From the entries that follow, copy each line in which "dirty" appears.

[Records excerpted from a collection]
_____

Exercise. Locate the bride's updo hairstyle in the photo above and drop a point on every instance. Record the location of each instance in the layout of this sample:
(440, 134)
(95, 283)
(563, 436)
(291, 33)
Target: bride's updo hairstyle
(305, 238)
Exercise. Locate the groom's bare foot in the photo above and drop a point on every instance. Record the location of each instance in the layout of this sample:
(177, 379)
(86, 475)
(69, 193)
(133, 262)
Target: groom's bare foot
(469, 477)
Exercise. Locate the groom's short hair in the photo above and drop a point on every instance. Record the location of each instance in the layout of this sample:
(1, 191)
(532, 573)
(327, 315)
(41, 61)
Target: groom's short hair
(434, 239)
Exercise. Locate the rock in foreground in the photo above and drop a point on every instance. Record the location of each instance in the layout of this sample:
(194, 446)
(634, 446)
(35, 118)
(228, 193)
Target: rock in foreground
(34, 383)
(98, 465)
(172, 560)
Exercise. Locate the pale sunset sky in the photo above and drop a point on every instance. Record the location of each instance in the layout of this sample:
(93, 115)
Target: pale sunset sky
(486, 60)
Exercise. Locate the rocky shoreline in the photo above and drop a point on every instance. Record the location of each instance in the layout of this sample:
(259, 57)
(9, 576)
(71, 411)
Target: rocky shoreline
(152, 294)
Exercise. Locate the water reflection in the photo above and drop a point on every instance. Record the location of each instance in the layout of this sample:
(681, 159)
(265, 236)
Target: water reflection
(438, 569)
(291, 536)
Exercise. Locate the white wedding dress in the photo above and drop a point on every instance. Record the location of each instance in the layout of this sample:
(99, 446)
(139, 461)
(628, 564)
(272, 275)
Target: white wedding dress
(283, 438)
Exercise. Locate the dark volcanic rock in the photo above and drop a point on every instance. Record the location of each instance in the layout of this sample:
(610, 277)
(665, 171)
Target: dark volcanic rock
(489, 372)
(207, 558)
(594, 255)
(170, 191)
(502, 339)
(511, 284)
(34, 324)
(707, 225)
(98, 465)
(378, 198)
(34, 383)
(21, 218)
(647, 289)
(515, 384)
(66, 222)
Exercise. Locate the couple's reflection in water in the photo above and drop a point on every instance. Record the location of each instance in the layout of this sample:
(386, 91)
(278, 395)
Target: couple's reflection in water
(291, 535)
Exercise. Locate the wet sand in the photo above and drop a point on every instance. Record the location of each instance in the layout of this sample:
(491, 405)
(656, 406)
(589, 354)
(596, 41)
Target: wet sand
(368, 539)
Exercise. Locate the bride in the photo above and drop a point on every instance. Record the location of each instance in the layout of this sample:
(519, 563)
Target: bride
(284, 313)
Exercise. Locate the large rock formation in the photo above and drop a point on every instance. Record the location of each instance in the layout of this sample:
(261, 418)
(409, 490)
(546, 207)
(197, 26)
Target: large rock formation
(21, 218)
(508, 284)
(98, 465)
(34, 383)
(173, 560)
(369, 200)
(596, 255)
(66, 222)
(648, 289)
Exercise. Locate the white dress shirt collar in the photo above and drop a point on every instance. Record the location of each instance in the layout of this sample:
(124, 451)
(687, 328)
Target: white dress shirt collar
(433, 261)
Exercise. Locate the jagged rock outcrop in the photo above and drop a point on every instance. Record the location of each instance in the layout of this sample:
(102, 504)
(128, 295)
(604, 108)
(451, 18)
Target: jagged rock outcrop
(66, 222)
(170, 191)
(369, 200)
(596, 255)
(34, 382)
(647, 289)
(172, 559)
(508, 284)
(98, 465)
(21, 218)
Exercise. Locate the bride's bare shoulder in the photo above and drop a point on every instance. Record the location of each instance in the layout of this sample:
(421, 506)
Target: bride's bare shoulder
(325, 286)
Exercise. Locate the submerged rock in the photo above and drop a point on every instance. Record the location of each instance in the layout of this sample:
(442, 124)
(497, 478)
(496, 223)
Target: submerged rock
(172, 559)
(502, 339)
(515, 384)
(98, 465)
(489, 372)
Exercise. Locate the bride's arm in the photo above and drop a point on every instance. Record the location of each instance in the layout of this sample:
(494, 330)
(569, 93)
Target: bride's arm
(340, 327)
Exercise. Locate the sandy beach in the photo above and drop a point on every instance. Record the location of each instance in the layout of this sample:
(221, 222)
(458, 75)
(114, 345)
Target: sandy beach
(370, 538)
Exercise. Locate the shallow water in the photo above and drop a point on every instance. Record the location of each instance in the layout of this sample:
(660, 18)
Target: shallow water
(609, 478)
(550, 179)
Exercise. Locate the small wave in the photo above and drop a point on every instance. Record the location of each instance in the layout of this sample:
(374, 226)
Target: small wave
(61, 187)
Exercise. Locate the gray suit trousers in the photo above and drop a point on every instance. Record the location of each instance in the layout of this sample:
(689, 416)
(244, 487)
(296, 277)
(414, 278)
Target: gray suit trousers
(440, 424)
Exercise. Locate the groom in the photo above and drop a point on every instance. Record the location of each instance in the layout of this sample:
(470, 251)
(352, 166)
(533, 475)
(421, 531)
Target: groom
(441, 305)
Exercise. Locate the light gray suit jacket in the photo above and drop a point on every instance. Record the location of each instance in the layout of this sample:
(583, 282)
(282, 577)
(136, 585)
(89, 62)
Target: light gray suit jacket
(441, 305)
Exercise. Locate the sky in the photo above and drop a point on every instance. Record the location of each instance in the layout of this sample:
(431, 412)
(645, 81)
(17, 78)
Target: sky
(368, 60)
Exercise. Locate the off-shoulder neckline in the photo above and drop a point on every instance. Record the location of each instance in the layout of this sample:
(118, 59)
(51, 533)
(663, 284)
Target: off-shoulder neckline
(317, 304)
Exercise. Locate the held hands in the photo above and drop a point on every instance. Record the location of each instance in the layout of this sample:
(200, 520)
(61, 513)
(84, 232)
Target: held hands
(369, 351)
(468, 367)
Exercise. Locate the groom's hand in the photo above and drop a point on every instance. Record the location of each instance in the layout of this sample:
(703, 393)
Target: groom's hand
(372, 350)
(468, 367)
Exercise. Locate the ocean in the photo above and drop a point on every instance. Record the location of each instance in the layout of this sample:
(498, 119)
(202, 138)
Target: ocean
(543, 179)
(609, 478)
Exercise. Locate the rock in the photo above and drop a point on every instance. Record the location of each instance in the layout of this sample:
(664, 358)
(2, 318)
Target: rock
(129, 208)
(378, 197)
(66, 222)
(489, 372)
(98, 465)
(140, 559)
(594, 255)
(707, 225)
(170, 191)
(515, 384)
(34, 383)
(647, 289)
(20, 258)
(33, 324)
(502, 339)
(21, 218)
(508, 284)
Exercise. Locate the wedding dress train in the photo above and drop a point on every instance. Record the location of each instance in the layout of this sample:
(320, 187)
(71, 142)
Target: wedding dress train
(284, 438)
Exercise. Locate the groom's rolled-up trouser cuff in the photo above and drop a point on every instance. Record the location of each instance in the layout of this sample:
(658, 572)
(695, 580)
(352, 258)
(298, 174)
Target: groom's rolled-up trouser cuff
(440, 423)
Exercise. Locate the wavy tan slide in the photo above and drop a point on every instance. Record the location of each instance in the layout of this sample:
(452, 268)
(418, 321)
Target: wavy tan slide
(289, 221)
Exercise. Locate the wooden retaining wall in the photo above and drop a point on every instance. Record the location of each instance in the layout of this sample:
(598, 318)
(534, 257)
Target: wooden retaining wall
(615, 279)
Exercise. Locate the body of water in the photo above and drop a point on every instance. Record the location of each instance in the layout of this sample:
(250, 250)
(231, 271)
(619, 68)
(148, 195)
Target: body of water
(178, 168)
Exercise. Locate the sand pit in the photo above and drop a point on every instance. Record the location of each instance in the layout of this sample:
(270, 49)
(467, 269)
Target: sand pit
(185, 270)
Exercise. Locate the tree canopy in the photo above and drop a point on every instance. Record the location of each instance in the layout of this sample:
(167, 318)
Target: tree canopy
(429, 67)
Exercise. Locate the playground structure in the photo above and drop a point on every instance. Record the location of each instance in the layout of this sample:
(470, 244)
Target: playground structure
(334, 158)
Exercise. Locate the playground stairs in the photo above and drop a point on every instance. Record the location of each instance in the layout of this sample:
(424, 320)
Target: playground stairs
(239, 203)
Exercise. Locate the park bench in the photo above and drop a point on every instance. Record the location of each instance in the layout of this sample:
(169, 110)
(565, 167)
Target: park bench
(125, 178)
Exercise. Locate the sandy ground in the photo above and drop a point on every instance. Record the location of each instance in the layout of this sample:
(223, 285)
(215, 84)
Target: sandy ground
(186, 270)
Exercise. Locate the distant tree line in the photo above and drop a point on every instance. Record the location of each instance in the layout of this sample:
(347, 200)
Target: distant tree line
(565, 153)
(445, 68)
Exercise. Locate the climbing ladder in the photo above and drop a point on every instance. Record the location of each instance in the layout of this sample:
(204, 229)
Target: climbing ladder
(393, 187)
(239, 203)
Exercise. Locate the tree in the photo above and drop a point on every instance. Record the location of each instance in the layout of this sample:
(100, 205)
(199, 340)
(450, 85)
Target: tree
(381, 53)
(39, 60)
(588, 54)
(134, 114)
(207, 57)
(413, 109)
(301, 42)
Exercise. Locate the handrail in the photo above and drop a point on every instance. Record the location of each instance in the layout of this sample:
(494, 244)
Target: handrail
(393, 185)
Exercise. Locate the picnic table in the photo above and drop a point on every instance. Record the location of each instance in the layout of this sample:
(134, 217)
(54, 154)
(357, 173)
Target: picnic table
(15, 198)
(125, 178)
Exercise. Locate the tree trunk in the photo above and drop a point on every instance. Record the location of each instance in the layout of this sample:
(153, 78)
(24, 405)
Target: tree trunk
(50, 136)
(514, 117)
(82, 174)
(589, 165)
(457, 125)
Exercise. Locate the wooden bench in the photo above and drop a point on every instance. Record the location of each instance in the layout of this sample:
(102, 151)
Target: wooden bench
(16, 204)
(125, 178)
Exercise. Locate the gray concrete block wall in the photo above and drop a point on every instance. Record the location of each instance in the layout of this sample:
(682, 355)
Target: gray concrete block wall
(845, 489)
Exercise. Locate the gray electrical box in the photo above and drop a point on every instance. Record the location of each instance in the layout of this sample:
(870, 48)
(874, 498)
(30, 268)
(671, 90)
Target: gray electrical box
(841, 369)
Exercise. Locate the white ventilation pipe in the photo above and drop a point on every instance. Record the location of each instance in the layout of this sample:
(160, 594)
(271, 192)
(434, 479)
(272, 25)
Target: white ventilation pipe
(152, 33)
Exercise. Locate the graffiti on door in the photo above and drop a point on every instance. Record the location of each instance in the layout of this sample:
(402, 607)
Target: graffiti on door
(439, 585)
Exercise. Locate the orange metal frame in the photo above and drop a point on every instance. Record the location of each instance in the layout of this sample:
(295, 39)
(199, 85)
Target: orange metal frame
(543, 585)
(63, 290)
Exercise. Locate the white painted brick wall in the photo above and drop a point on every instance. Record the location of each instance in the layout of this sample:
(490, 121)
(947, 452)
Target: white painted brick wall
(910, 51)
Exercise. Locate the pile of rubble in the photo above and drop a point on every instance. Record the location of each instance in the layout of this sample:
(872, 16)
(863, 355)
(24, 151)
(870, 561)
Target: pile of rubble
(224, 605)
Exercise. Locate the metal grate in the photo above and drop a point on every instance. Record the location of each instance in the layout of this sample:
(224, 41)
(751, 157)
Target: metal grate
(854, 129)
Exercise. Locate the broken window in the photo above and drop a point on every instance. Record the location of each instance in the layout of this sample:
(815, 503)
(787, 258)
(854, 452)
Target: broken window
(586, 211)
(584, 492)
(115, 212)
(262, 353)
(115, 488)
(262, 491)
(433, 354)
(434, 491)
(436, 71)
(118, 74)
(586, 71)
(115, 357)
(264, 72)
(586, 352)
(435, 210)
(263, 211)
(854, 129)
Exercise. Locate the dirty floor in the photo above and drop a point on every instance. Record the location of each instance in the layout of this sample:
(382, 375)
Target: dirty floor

_____

Output for this exercise:
Exercise. Locate the dirty floor in the photo above and drop a point on every instance. Record the location of each instance in the layout of this sample:
Target: dirty floor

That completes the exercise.